Prototyping & Fuzzy String Searching

April 8, 2018

Introduction

I work at a company where Confluence is the go to place for documentation, and information sharing. However, a few points of contension exist with Confluence. One is the ability to search and locate the needed information. Second is the time it takes can be non trivial, especially if the data is not clearly tagged, organized, or buried in a very long page of documentation. This leads to using Confluene as a last resort, and typically folks will resort to keeping an external list of bookmarks in their browser or some other method.

A collegue came to me at one point, curious about building a UI that would behave similar to Chrome’s omnibar, but only contain links to resources of interest. This collegue expected things to match some metadata and accept malformed input, to quote him: “I should be able to mash some keys and see a close match.” This is not unlike the functionality one sees in Chrome’s omnibar, or a code editors quick search functionality.

On a day to day I build web UIs, so I quickly envisioned there being a single input where one could “…mash some keys and see a close match.” But before setting out to build our first prototype for this idea we had to ask how we could solve this problem of partial text search. Our options were to try and solve the problem outselves, but were quick to recognize that, that is not the problem we were after solving…and it’s a pretty well solved problem in computer science. At least well enough for our use-case.

**Dataset content:**
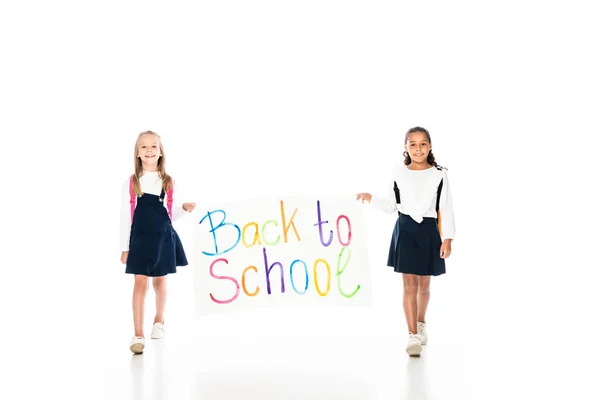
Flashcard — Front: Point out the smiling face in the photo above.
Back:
[137,134,161,171]
[404,132,431,164]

**Directions:**
1. According to the post on fuzzy string searching, which browser feature did the colleague want the proposed interface to behave like?
2. List each condition that the post on fuzzy string searching gives as making the time to locate information in Confluence non-trivial.
3. Reproduce the stretch of the post on fuzzy string searching from "Prototyping & Fuzzy" through "some other method.".

**Answers to the exercise:**
1. Chrome's omnibar.

2.
- The data is not clearly tagged.
- The data is not organized.
- The data is buried in a very long page of documentation.

3.
Prototyping & Fuzzy String Searching

April 8, 2018

Introduction

I work at a company where Confluence is the go to place for documentation, and information sharing. However, a few points of contension exist with Confluence. One is the ability to search and locate the needed information. Second is the time it takes can be non trivial, especially if the data is not clearly tagged, organized, or buried in a very long page of documentation. This leads to using Confluene as a last resort, and typically folks will resort to keeping an external list of bookmarks in their browser or some other method.